## Stored records:
· · · · · · ·

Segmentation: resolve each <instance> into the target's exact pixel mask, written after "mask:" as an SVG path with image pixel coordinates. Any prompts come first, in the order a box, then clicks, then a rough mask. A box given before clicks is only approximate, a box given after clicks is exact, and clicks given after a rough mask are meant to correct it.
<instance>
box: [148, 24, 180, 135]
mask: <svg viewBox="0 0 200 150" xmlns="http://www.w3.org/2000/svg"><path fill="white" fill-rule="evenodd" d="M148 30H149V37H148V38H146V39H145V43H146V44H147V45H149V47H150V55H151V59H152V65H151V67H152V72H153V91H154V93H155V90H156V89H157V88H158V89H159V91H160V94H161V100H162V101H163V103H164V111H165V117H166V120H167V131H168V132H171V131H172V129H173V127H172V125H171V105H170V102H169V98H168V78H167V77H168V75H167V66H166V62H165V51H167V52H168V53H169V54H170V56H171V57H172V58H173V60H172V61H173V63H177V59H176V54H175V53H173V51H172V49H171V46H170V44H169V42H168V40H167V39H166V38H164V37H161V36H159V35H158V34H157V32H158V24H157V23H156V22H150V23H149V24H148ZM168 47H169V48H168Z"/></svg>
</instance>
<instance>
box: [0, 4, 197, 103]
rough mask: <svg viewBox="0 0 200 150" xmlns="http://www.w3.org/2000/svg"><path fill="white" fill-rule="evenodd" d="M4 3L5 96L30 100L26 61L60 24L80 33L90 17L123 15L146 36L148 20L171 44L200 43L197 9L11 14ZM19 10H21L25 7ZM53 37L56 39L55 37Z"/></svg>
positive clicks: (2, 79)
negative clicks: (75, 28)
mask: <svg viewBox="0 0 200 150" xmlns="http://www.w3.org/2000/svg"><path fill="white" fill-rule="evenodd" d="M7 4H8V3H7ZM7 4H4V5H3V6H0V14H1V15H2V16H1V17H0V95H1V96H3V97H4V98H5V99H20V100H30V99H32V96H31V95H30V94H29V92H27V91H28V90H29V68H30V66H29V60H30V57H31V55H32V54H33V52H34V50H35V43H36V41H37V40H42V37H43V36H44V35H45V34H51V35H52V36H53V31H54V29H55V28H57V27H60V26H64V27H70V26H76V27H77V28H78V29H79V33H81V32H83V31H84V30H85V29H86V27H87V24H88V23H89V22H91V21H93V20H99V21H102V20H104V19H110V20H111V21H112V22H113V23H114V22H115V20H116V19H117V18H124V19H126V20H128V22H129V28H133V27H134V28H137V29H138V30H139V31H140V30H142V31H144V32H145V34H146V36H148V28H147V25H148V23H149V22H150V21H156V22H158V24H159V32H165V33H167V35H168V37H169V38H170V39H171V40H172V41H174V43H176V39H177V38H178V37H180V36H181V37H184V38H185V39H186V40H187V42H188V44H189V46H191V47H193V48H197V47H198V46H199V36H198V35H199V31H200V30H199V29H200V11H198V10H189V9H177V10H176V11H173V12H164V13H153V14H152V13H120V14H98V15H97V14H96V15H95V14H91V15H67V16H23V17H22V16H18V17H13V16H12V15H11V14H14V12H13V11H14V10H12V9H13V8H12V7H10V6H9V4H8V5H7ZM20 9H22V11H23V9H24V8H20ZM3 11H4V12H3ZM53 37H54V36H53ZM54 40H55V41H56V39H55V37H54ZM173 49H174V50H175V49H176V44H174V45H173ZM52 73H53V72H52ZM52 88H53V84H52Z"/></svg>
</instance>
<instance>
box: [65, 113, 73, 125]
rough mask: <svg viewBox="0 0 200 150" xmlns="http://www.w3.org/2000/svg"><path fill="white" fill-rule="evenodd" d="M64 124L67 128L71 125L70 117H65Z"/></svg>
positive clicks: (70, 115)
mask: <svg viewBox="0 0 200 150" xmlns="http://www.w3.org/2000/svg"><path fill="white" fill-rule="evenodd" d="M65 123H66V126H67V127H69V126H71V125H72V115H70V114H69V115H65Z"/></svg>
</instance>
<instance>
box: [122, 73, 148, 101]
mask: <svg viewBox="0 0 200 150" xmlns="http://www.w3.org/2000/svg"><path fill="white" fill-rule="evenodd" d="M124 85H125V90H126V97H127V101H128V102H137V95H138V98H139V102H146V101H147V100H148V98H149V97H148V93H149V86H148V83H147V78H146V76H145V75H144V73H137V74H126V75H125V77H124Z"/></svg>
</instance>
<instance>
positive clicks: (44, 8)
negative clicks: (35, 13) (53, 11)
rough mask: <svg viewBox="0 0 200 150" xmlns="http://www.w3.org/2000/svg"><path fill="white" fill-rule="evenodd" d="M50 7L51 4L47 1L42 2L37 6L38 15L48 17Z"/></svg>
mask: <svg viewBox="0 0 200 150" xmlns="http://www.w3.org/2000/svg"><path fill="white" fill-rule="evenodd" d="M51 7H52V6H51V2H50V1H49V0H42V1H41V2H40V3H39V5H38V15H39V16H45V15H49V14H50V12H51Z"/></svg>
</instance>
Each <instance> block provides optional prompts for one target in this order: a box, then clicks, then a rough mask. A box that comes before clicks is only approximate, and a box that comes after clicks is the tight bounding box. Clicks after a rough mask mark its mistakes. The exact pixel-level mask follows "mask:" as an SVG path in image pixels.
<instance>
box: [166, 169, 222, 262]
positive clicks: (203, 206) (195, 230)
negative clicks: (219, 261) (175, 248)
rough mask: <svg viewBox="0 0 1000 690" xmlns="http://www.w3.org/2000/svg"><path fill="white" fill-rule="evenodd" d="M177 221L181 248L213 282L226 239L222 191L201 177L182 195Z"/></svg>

· · · · · · ·

## TASK DETAILS:
All entries should be given again precisely as they appear above.

## TASK ANSWER:
Segmentation: resolve each <instance> into the target's exact pixel mask, written after "mask:" as an SVG path with image pixel coordinates. Any prompts come first, in the order a box, then clicks, then a rough mask. A box given before clicks is only approximate, a box given after clicks is exact, and clicks given after a rough mask are meant to correct it.
<instance>
box: [148, 24, 180, 135]
mask: <svg viewBox="0 0 200 150" xmlns="http://www.w3.org/2000/svg"><path fill="white" fill-rule="evenodd" d="M148 30H149V37H148V38H146V39H145V43H146V44H147V45H149V47H150V55H151V59H152V65H151V67H152V72H153V91H154V93H155V90H156V89H157V88H158V89H159V91H160V94H161V100H162V101H163V103H164V111H165V117H166V120H167V131H168V132H171V131H172V129H173V127H172V125H171V105H170V102H169V98H168V78H167V77H168V75H167V66H166V62H165V51H167V52H168V53H169V54H170V56H171V57H172V58H173V60H172V61H173V63H177V59H176V54H175V53H173V51H172V49H171V46H170V44H169V42H168V40H167V39H166V38H164V37H161V36H159V35H158V34H157V32H158V24H157V23H156V22H150V23H149V24H148ZM168 47H169V48H168Z"/></svg>
</instance>
<instance>
box: [0, 4, 197, 103]
rough mask: <svg viewBox="0 0 200 150" xmlns="http://www.w3.org/2000/svg"><path fill="white" fill-rule="evenodd" d="M4 3L5 96L30 100L26 61L60 24L80 33L90 17L123 15L146 36L148 20L171 44L200 43L197 9L11 14ZM19 10H21L25 7ZM53 37L56 39L55 37Z"/></svg>
positive clicks: (2, 79)
negative clicks: (75, 28)
mask: <svg viewBox="0 0 200 150" xmlns="http://www.w3.org/2000/svg"><path fill="white" fill-rule="evenodd" d="M7 4H8V3H7ZM7 4H4V5H3V6H0V14H1V15H2V16H1V17H0V95H1V96H3V97H4V98H5V99H20V100H30V99H32V96H31V95H30V94H29V92H27V91H28V90H29V68H30V66H29V60H30V57H31V55H32V54H33V52H34V50H35V43H36V41H37V40H42V37H43V36H44V35H45V34H51V35H52V36H53V31H54V29H55V28H57V27H60V26H64V27H70V26H76V27H77V28H78V29H79V33H81V32H83V31H84V30H85V29H86V27H87V24H88V23H89V22H91V21H93V20H99V21H102V20H104V19H110V20H111V21H112V22H113V23H114V22H115V20H116V19H117V18H124V19H126V20H128V22H129V28H133V27H134V28H137V29H138V30H139V31H140V30H142V31H144V32H145V34H146V36H148V28H147V25H148V23H149V22H150V21H156V22H158V24H159V32H165V33H167V35H168V37H169V38H170V39H171V40H172V41H174V43H176V39H177V38H178V37H180V36H181V37H184V38H185V39H186V40H187V42H188V44H189V46H191V47H193V48H197V47H198V46H199V36H198V35H199V31H200V30H199V29H200V11H198V10H189V9H177V10H176V11H173V12H164V13H153V14H152V13H120V14H98V15H97V14H96V15H95V14H91V15H67V16H23V17H22V16H18V17H13V16H12V15H11V14H14V12H13V11H14V10H12V9H13V8H12V7H10V6H9V4H8V5H7ZM20 9H22V11H23V9H24V8H20ZM3 11H4V12H3ZM53 37H54V36H53ZM54 40H55V41H56V39H55V37H54ZM173 49H174V50H175V49H176V44H174V45H173ZM52 73H53V72H52ZM52 88H53V84H52Z"/></svg>
</instance>
<instance>
box: [65, 113, 73, 125]
rough mask: <svg viewBox="0 0 200 150" xmlns="http://www.w3.org/2000/svg"><path fill="white" fill-rule="evenodd" d="M64 124L67 128L71 125L70 117H65Z"/></svg>
positive clicks: (70, 115)
mask: <svg viewBox="0 0 200 150" xmlns="http://www.w3.org/2000/svg"><path fill="white" fill-rule="evenodd" d="M65 123H66V126H67V127H69V126H71V125H72V115H70V114H69V115H65Z"/></svg>
</instance>
<instance>
box: [122, 73, 148, 101]
mask: <svg viewBox="0 0 200 150" xmlns="http://www.w3.org/2000/svg"><path fill="white" fill-rule="evenodd" d="M124 85H125V90H126V97H127V101H128V102H137V95H138V98H139V102H146V101H147V100H148V98H149V97H148V93H149V86H148V83H147V78H146V76H145V75H144V73H137V74H126V75H125V77H124Z"/></svg>
</instance>
<instance>
positive clicks: (44, 8)
negative clicks: (35, 13) (53, 11)
rough mask: <svg viewBox="0 0 200 150" xmlns="http://www.w3.org/2000/svg"><path fill="white" fill-rule="evenodd" d="M50 7L51 4L47 1L42 2L37 6L38 15L48 17Z"/></svg>
mask: <svg viewBox="0 0 200 150" xmlns="http://www.w3.org/2000/svg"><path fill="white" fill-rule="evenodd" d="M51 7H52V6H51V2H50V1H49V0H42V1H41V2H40V3H39V5H38V15H39V16H45V15H49V14H50V12H51Z"/></svg>
</instance>
Each <instance> block provides optional prompts for one target in this order: a box, then clicks, then a rough mask. A box that comes before clicks is only approximate, and a box that comes after clicks is the tight bounding box. Clicks after a rough mask mark its mistakes. The exact pixel-level mask follows "mask:" as an SVG path in image pixels.
<instance>
box: [166, 169, 222, 262]
positive clicks: (203, 206) (195, 230)
negative clicks: (219, 261) (175, 248)
rough mask: <svg viewBox="0 0 1000 690" xmlns="http://www.w3.org/2000/svg"><path fill="white" fill-rule="evenodd" d="M177 221L181 248L213 282L226 239L222 191L201 177L182 195Z"/></svg>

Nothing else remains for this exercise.